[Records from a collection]
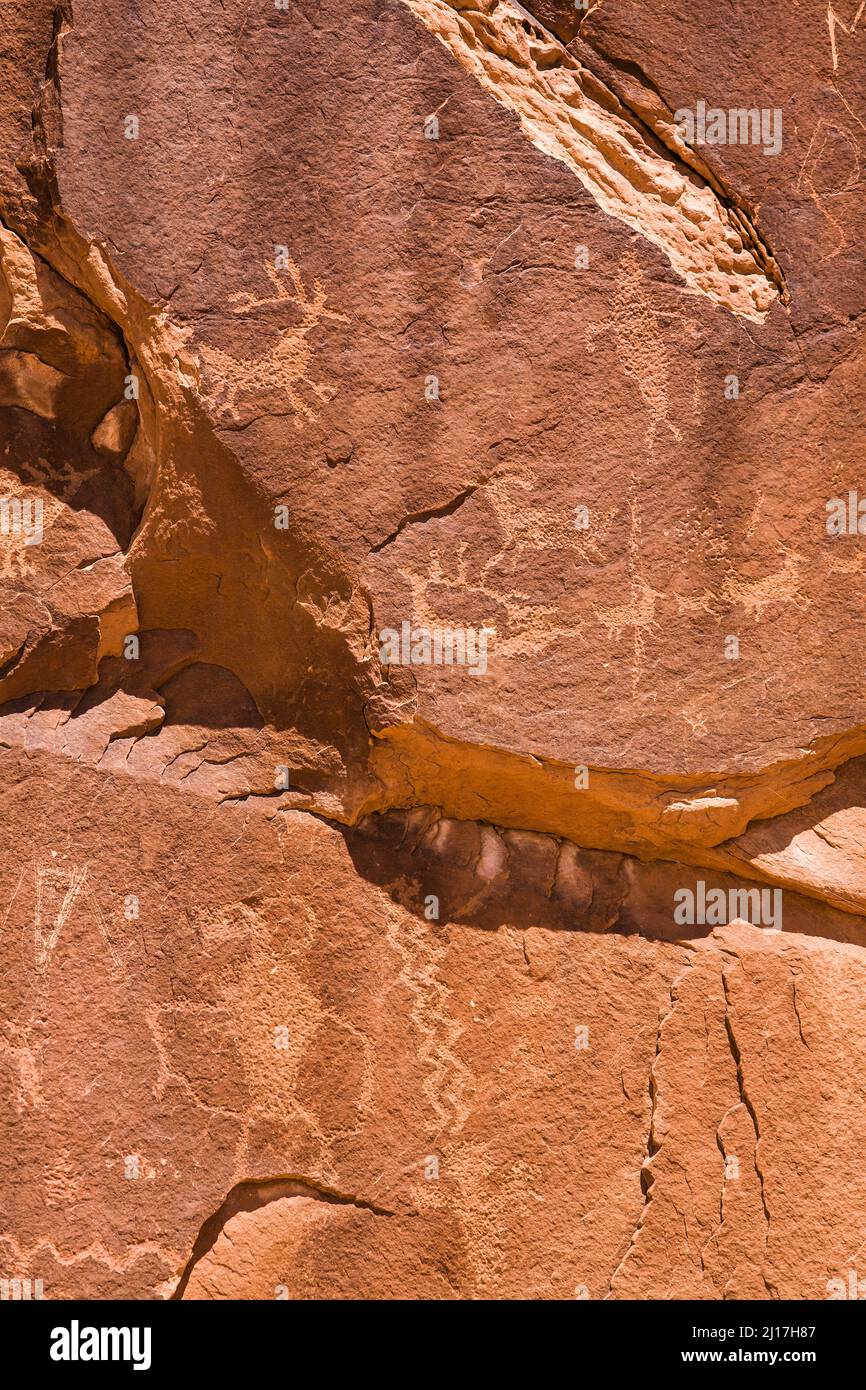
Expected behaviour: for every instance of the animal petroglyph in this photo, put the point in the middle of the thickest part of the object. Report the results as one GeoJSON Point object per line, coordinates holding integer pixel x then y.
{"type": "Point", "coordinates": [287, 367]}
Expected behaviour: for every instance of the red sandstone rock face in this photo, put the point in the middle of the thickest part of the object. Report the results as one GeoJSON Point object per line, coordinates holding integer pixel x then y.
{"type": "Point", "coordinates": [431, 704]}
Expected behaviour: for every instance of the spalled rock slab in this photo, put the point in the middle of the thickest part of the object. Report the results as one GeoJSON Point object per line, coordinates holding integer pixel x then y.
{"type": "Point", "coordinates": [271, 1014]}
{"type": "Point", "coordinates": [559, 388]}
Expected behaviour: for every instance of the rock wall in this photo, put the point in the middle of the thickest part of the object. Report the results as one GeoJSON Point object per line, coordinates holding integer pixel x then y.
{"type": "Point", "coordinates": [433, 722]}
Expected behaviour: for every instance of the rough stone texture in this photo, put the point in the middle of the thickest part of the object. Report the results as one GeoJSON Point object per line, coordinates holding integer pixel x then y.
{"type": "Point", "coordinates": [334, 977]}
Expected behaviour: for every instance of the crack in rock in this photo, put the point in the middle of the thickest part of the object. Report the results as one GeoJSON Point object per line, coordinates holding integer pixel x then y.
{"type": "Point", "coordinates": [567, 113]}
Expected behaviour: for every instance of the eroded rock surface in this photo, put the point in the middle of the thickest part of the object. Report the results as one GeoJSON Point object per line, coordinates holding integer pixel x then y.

• TASK: Write out every line of the listing above word for word, leaving out the pictures.

• WORKED SOLUTION:
Expected behaviour: for every instance of the animal petroglyph in this photo, put the point in the middle of the thickest part of the object. Report the results as one GeoJSON Point object per line, coordinates holding integer pixel x then y.
{"type": "Point", "coordinates": [287, 367]}
Expected behaviour: for every instance of the red sandstone rock face in this photo, put the point in the middle of the thickest part of the object. Report the results as one GeoJSON Point object per line, coordinates holding integer pixel x then y.
{"type": "Point", "coordinates": [431, 704]}
Expected behaviour: for every instance of the spalled rock slab in this photo, put the point in the middle of the thickest part of the object. Report the results as one GeoJSON Point object per line, coordinates holding integer pixel x then y.
{"type": "Point", "coordinates": [271, 1014]}
{"type": "Point", "coordinates": [559, 388]}
Expected behaviour: for every instance of the rock wall in this photo, put the point in the middle of the thickest part of the object. Report the results as one GeoJSON Point object per line, coordinates holding integer pixel x then y.
{"type": "Point", "coordinates": [433, 722]}
Expected behaviour: for every instance of the rough stone texture in this photo, put the point in the middle of the thickest part of the object. Report the results as one GeoJSON Point object per line, coordinates holding integer pixel x then y.
{"type": "Point", "coordinates": [334, 977]}
Expected behaviour: for every instance of the crack in rock in this photo, put the point in the middle of the thickest part of the object. Report the results as one GeoJSON Point object per line, coordinates holding integer pixel x then y.
{"type": "Point", "coordinates": [567, 113]}
Expected behaviour: for every instance of the eroded rock surface in this photo, put the point in the middle of the thickest part of the object. Report the results as one GeoJSON Point object per line, coordinates holding integer pixel x then y.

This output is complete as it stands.